** Start DATA EXTRACT **

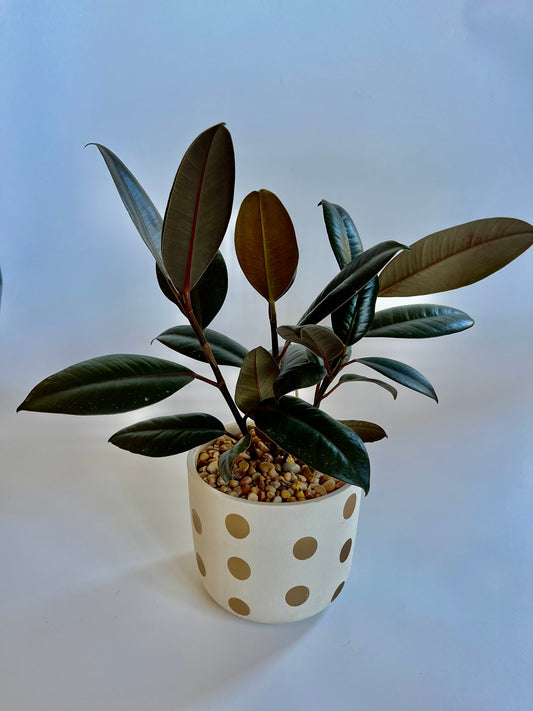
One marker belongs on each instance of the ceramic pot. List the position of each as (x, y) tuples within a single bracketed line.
[(272, 562)]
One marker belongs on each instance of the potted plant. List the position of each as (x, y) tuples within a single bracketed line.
[(275, 496)]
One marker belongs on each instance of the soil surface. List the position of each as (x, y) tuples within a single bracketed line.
[(272, 475)]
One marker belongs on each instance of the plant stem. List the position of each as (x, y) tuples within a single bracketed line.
[(184, 298), (321, 388), (273, 328)]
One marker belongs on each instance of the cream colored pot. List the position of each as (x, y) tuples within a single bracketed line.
[(271, 562)]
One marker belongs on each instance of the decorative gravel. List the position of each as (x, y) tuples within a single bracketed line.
[(274, 476)]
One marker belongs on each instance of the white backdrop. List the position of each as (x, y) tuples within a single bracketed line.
[(414, 117)]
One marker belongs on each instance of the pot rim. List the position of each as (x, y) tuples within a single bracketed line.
[(192, 456)]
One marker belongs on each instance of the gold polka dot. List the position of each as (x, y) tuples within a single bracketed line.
[(297, 596), (349, 506), (345, 550), (305, 548), (196, 521), (239, 568), (201, 566), (237, 526), (337, 592), (238, 606)]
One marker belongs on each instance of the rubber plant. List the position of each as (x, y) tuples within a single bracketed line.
[(192, 274)]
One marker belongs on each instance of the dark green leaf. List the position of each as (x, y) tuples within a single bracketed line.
[(350, 377), (297, 371), (164, 285), (368, 431), (352, 320), (350, 280), (106, 385), (256, 379), (208, 296), (199, 207), (316, 438), (318, 339), (227, 459), (419, 321), (265, 243), (140, 208), (182, 339), (343, 236), (163, 436), (456, 257), (401, 373)]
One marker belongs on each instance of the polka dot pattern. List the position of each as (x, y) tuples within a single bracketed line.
[(239, 568), (201, 566), (337, 591), (345, 550), (297, 596), (273, 565), (349, 506), (305, 548), (237, 526), (239, 606), (196, 521)]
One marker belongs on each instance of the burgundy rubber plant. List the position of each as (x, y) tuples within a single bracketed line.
[(317, 351)]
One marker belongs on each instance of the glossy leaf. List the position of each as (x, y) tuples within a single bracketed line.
[(298, 369), (456, 257), (107, 385), (419, 321), (182, 339), (318, 339), (256, 379), (351, 378), (209, 294), (316, 438), (368, 431), (353, 319), (343, 236), (140, 208), (199, 207), (401, 373), (227, 459), (350, 280), (265, 243), (164, 436)]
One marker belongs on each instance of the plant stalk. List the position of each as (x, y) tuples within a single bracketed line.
[(273, 328), (185, 299)]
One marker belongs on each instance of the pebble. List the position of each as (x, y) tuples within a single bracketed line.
[(275, 477)]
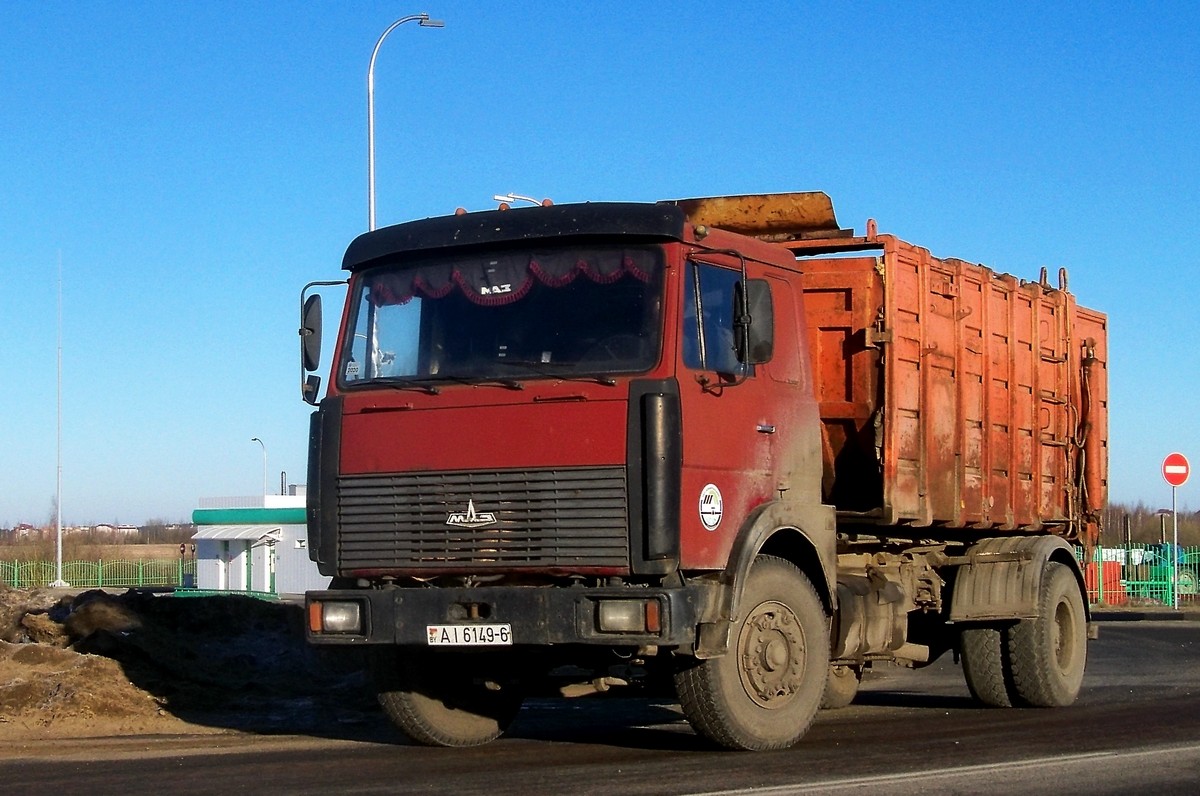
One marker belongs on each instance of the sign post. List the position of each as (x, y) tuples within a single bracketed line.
[(1175, 472)]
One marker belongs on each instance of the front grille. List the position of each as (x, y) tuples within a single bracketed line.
[(546, 518)]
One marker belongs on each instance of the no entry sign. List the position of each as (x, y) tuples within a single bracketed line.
[(1176, 470)]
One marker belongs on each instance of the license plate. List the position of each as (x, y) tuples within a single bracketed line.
[(468, 635)]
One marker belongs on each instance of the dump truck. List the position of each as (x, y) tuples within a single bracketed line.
[(719, 448)]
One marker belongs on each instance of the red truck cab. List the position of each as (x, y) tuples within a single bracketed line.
[(588, 446)]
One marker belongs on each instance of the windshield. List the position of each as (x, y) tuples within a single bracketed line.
[(507, 315)]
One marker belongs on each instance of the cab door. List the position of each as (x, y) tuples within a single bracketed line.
[(731, 412)]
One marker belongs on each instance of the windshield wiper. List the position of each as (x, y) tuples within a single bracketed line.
[(540, 369), (400, 384)]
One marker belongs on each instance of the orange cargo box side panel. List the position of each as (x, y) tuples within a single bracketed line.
[(955, 396)]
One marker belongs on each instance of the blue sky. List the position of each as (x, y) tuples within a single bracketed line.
[(195, 165)]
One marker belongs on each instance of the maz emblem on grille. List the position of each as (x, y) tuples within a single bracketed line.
[(471, 518)]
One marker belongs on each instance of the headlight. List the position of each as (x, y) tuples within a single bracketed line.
[(335, 617)]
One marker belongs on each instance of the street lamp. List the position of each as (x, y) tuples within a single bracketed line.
[(424, 21), (264, 462)]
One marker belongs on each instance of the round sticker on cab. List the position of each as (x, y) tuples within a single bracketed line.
[(712, 507)]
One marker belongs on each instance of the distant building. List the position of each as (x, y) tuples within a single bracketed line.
[(125, 530), (255, 544)]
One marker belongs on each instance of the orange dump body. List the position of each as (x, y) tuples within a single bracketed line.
[(952, 395), (952, 398)]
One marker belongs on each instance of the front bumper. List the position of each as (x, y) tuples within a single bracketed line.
[(538, 616)]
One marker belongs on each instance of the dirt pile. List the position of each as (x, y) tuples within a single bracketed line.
[(96, 663)]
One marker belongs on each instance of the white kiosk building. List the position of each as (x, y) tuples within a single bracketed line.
[(255, 544)]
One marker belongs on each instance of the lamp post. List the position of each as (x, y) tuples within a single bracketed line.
[(425, 22), (264, 462)]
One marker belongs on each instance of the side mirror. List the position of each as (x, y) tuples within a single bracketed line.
[(754, 322), (310, 333)]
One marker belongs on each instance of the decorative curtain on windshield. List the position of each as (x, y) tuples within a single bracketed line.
[(496, 280)]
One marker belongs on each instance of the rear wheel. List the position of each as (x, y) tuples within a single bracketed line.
[(441, 699), (1047, 654), (841, 687), (765, 692), (983, 665)]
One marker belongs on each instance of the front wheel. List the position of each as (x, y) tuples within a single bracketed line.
[(765, 692), (443, 700)]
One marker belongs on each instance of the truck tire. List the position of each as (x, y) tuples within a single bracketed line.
[(983, 665), (765, 692), (1047, 654), (841, 687), (438, 700)]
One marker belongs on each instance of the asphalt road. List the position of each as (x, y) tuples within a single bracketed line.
[(1134, 729)]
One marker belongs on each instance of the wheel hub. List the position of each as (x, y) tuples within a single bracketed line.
[(772, 652)]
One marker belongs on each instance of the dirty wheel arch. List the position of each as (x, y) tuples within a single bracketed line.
[(766, 690)]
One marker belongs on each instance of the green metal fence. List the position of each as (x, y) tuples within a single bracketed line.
[(1144, 575), (96, 574)]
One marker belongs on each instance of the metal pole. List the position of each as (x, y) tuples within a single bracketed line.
[(1175, 557), (425, 22), (58, 490), (264, 462)]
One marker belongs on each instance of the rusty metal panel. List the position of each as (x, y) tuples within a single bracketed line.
[(955, 396), (765, 214)]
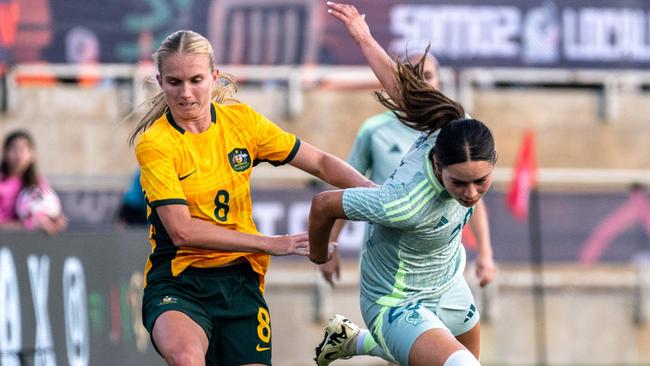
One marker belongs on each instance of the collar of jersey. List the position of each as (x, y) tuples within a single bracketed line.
[(435, 183), (170, 118)]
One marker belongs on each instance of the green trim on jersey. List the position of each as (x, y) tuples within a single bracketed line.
[(398, 294)]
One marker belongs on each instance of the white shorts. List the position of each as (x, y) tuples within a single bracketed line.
[(395, 329)]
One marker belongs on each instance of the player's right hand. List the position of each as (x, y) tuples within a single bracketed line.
[(297, 244), (354, 22)]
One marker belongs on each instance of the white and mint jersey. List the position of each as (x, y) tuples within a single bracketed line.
[(380, 144), (414, 250)]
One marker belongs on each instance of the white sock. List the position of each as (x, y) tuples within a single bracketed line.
[(366, 345), (461, 358)]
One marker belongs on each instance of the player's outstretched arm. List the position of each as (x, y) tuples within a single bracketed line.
[(378, 60), (328, 167), (326, 207), (185, 230)]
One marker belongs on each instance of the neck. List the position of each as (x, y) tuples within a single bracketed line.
[(195, 125)]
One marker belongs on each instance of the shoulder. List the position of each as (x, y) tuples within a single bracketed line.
[(233, 108), (158, 136)]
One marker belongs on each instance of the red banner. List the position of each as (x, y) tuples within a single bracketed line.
[(524, 178)]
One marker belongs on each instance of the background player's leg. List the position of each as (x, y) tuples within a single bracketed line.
[(179, 339)]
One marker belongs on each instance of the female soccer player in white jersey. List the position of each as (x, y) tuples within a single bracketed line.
[(414, 299)]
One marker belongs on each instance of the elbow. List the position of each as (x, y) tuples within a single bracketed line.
[(317, 260), (318, 203), (179, 236)]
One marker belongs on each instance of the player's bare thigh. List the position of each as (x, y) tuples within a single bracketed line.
[(179, 339)]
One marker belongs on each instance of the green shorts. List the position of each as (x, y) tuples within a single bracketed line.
[(396, 328), (226, 302)]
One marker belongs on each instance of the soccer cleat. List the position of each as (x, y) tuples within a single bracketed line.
[(339, 341)]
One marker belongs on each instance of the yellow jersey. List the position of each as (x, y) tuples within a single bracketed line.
[(210, 173)]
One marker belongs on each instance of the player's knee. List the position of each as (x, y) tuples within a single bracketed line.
[(461, 358), (185, 357)]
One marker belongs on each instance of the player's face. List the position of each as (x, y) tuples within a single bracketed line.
[(19, 155), (467, 182), (430, 74), (186, 80)]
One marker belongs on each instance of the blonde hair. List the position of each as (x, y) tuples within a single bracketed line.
[(189, 43)]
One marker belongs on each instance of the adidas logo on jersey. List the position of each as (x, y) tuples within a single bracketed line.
[(395, 149), (442, 222)]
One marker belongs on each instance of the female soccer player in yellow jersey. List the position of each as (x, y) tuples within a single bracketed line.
[(204, 279)]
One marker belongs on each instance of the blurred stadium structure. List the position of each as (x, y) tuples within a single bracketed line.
[(574, 74)]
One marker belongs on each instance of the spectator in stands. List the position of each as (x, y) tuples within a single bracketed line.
[(26, 200), (414, 299), (203, 299), (133, 209), (378, 148)]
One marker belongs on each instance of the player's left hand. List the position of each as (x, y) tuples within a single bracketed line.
[(485, 270), (332, 268), (354, 22)]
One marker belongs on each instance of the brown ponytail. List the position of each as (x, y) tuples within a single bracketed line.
[(418, 105)]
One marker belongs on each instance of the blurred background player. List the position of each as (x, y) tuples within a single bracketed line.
[(377, 151), (204, 280), (26, 199)]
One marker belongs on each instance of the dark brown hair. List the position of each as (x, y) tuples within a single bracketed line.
[(417, 104), (29, 177)]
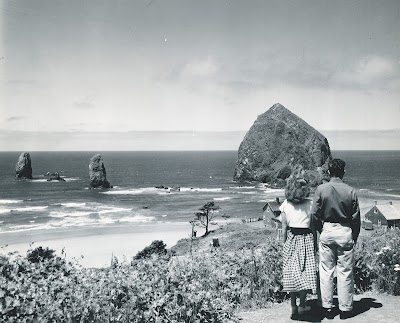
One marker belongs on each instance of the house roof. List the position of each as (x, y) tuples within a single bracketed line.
[(390, 211), (274, 205)]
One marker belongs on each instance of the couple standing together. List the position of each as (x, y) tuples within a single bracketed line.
[(335, 214)]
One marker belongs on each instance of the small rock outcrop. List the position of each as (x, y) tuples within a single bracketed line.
[(54, 177), (278, 142), (23, 167), (97, 173)]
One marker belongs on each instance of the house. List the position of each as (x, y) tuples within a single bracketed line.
[(271, 214), (387, 214)]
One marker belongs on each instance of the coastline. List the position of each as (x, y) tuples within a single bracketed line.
[(99, 245)]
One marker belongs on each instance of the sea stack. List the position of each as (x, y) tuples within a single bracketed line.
[(97, 173), (277, 143), (23, 167)]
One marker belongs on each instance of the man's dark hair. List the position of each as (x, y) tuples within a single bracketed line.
[(336, 167)]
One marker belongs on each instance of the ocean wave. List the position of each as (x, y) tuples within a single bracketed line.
[(10, 201), (137, 218), (28, 209), (242, 187), (107, 209), (198, 189), (70, 214), (70, 179), (73, 204), (273, 190), (222, 198), (124, 192)]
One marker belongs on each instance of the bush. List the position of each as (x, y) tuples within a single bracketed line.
[(157, 247), (377, 262)]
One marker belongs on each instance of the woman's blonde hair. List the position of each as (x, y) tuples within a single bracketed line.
[(297, 188)]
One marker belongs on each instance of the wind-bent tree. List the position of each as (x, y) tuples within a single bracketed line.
[(206, 214)]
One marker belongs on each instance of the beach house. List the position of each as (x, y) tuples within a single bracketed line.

** End DATA EXTRACT **

» **WHAT TO PRODUCE**: Beginning at the line that contains "One marker belongs on each instance of the ocean", retype each line of the listing up to and including the last one, exactly as it stands, and nothing else.

» **EXERCISE RESPONSE**:
One marker belongs on each instance of the ocean wave. List the position of each as (x, y) tuples within a single bracketed line.
[(10, 201), (137, 218), (28, 209), (242, 187), (107, 209), (198, 189), (70, 214), (70, 179), (73, 204), (273, 190), (222, 198), (124, 192)]
One marker belongs on each instance of the bush. List the position of each as (x, y) tuples within a single bracketed line.
[(157, 247), (377, 262)]
One marker belongs on each instance of the woman's blonde hair. List the position of each as (x, y) tuples within a single bracketed line.
[(297, 188)]
One marker belongs on each instance of the wind-bent tree. List the position of each as (x, y) tuples within a single bracketed line.
[(206, 214)]
One marker belongs on each instance of the beach house. List the position of each as (x, y) tuples within a single bracketed line.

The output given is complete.